*Problem details*
Gather every line in the records that contains the word "green", copying each one in full. Case counts.

*Material supplied*
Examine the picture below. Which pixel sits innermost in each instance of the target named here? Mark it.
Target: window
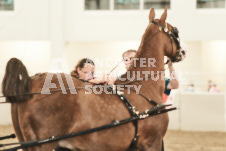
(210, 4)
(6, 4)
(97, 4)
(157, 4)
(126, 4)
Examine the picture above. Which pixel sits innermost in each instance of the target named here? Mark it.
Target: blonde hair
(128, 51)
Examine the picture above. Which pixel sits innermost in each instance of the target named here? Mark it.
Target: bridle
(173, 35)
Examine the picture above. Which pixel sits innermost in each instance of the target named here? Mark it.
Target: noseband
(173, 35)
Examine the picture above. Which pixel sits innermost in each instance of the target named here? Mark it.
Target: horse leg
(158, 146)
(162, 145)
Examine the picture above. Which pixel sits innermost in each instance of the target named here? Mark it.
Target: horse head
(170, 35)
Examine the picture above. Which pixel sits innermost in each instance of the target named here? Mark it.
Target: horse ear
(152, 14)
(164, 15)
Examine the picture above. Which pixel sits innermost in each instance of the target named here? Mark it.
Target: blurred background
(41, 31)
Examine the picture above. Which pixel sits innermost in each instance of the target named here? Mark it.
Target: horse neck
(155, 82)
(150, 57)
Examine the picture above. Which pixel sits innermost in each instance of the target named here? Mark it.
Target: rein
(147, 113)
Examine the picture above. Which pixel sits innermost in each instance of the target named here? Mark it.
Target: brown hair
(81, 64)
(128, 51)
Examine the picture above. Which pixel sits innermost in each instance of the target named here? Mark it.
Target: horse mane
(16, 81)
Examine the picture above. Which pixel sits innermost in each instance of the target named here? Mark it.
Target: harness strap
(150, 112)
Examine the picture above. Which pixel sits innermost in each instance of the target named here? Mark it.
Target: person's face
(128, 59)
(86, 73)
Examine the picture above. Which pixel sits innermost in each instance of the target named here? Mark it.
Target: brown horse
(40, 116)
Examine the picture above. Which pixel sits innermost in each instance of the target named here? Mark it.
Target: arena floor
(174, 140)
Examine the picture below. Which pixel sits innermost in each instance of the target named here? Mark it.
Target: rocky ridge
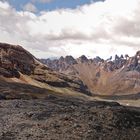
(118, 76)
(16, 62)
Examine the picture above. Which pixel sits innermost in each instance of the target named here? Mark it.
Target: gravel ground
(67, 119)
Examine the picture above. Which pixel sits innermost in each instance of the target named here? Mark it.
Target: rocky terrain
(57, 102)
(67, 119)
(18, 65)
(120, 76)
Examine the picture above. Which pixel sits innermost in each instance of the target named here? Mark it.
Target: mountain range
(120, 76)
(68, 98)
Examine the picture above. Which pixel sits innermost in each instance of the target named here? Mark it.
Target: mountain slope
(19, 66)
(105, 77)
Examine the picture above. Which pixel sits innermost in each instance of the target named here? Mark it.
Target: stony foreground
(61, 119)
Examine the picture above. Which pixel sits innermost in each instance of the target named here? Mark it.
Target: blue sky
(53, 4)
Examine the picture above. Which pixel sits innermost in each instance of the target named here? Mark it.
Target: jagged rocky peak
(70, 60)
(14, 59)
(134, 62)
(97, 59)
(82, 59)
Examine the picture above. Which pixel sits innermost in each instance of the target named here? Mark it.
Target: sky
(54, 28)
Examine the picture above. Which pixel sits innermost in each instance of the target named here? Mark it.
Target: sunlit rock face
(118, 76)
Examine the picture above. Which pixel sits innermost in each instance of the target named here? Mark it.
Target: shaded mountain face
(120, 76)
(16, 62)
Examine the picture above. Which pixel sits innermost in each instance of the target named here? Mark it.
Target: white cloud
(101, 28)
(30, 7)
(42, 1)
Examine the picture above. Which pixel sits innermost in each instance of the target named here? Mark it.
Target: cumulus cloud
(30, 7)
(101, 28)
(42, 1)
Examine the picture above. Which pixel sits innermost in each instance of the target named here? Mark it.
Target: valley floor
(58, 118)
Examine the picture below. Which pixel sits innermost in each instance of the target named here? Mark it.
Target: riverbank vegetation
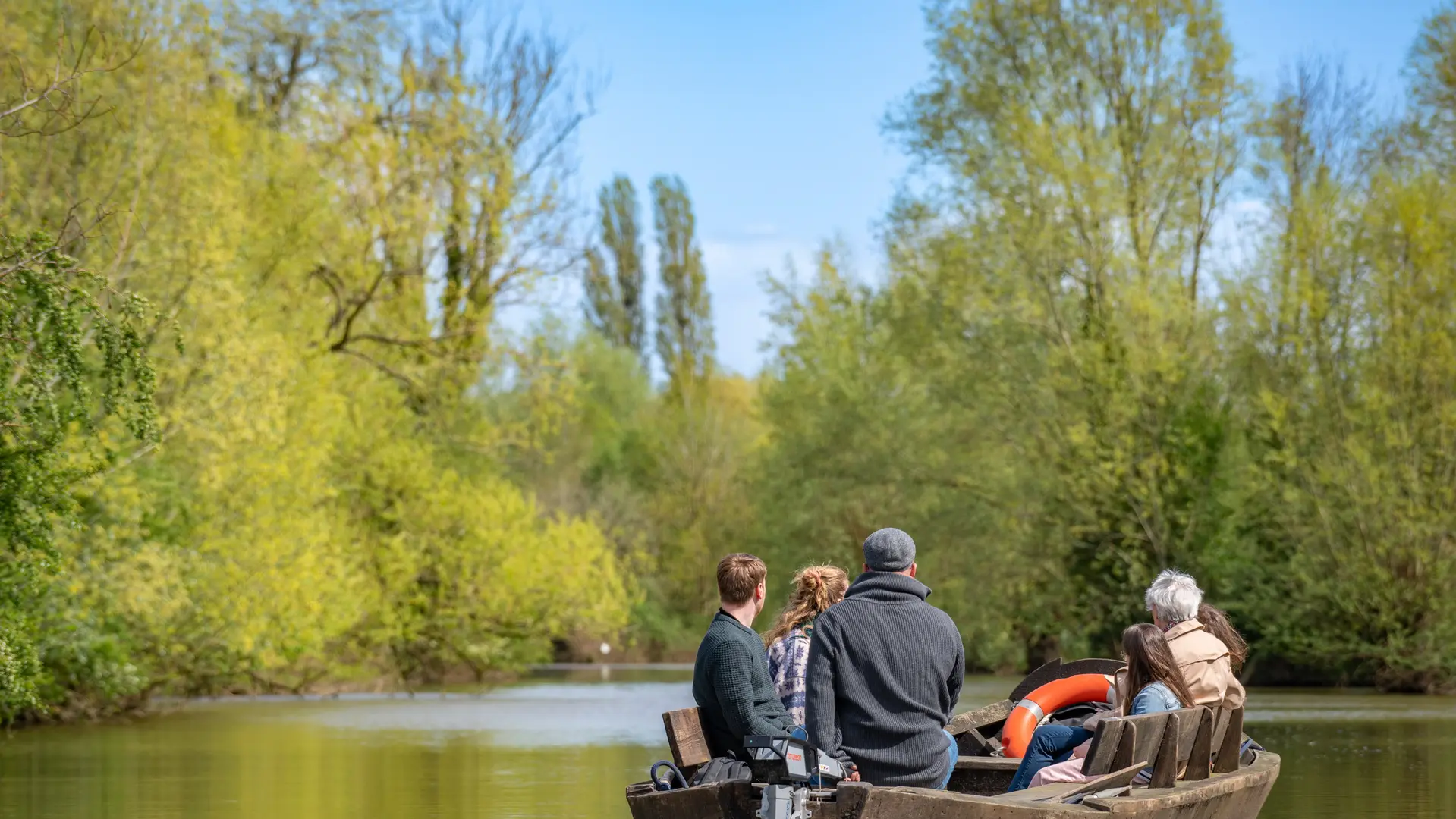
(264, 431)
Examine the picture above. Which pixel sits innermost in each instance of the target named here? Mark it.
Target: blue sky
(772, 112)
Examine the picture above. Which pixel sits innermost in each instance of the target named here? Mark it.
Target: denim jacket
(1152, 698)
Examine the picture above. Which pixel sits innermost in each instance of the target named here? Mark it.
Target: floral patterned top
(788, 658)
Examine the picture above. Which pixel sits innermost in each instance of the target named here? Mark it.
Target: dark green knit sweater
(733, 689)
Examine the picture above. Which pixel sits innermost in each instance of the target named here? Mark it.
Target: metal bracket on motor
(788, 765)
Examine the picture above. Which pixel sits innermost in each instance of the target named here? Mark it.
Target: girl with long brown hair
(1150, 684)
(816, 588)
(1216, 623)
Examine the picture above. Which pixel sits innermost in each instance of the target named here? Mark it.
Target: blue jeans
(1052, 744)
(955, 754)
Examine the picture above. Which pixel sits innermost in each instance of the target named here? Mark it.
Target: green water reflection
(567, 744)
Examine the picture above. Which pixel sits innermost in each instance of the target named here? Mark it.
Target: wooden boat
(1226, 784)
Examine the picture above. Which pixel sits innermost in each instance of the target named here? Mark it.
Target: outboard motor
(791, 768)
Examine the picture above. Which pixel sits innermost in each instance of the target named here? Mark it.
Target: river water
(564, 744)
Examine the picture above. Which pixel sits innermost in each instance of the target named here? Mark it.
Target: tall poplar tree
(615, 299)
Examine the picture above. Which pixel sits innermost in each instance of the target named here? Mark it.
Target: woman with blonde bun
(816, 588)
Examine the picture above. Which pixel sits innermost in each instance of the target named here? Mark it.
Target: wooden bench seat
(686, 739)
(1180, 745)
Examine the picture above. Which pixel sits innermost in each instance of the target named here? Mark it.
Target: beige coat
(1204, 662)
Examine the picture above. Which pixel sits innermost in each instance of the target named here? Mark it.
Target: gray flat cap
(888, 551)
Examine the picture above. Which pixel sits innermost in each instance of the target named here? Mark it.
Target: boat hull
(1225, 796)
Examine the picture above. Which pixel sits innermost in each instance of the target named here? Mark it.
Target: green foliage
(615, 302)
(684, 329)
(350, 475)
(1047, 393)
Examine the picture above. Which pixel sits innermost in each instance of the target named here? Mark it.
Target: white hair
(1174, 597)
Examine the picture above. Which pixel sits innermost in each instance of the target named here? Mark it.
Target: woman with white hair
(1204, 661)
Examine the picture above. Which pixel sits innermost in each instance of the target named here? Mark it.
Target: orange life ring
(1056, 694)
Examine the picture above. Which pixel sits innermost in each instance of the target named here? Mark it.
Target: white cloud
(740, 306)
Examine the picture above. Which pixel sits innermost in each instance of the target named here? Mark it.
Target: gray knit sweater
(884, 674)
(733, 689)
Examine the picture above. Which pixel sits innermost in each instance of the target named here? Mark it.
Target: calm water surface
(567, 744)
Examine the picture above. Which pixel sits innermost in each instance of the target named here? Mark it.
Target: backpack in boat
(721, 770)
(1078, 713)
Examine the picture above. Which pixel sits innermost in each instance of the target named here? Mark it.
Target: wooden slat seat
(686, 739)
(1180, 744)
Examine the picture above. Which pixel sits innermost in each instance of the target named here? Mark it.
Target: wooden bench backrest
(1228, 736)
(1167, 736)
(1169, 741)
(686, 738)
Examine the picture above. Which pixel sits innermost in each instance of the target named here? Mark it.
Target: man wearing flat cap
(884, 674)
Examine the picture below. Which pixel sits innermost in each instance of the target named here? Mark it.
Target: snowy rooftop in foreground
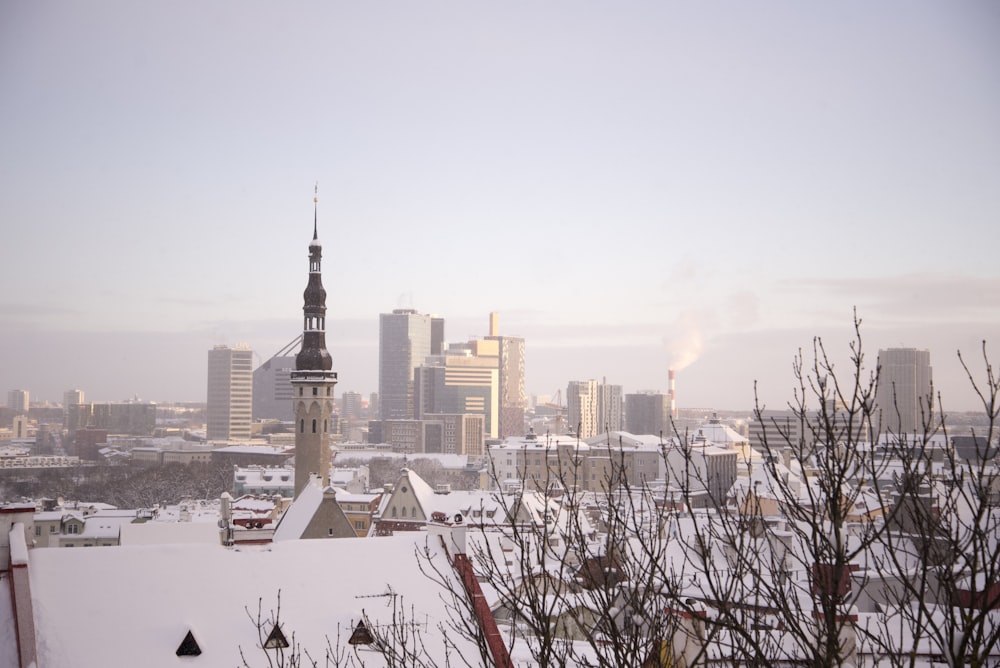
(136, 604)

--

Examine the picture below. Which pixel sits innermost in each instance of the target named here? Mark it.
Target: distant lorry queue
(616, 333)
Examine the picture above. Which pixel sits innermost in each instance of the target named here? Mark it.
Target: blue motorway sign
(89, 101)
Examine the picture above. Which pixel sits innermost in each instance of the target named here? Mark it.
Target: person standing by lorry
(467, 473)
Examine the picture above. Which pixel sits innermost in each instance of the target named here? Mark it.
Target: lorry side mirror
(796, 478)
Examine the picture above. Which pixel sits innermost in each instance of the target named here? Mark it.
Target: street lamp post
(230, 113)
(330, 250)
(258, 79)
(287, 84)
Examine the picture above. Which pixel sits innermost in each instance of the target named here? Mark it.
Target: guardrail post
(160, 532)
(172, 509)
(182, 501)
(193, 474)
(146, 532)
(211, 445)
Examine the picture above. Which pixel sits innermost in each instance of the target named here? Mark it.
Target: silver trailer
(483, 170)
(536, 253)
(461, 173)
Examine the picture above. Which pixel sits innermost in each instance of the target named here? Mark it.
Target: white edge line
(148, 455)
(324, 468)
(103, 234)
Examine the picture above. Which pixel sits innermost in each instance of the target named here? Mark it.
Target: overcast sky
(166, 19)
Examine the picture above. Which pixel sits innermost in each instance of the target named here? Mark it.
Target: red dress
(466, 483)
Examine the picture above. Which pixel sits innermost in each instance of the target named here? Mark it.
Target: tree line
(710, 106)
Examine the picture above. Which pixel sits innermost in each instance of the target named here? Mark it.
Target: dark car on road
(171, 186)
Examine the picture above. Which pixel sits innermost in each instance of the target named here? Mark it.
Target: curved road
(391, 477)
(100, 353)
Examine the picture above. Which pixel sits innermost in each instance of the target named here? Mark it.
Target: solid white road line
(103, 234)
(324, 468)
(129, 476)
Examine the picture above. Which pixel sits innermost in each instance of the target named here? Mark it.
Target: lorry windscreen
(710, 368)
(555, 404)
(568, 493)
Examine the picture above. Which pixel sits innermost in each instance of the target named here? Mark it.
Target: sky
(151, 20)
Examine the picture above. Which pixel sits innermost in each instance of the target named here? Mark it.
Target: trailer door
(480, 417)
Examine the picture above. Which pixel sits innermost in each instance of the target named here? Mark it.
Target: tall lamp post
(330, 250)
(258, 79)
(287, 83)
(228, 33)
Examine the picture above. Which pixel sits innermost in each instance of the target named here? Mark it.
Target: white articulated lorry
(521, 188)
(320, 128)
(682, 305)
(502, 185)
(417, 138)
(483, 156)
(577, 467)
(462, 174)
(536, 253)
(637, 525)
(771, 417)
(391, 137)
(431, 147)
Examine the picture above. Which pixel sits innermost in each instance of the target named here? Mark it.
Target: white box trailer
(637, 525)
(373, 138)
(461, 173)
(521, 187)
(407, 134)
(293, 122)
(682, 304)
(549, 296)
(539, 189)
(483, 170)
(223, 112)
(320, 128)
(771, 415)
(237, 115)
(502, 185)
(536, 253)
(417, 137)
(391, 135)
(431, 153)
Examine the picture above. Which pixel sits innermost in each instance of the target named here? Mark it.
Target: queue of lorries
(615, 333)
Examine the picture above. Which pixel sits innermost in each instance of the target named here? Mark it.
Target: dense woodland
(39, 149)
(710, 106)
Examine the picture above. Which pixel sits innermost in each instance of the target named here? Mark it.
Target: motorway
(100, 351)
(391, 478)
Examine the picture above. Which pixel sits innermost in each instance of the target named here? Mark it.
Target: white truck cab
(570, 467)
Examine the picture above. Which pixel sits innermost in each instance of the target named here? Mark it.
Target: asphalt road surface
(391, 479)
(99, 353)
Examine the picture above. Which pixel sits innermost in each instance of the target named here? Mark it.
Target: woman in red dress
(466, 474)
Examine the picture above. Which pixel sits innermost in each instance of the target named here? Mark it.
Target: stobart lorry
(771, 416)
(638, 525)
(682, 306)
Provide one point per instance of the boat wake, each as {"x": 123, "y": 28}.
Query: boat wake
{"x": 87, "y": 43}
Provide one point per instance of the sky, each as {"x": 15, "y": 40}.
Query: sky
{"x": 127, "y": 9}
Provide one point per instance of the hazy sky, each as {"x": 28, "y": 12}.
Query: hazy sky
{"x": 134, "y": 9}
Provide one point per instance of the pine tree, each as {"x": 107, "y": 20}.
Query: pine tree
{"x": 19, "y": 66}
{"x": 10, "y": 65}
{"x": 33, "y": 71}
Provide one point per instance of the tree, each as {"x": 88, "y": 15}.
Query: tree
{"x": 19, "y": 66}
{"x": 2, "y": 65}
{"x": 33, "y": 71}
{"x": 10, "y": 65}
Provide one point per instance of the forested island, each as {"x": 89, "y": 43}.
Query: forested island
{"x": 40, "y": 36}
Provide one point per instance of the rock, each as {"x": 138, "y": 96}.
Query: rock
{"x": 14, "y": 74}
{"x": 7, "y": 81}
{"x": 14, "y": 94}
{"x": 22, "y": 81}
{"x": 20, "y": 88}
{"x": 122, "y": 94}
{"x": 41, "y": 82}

*Answer to this exercise*
Target: dark green knit sweater
Target: green water reflection
Target: green foliage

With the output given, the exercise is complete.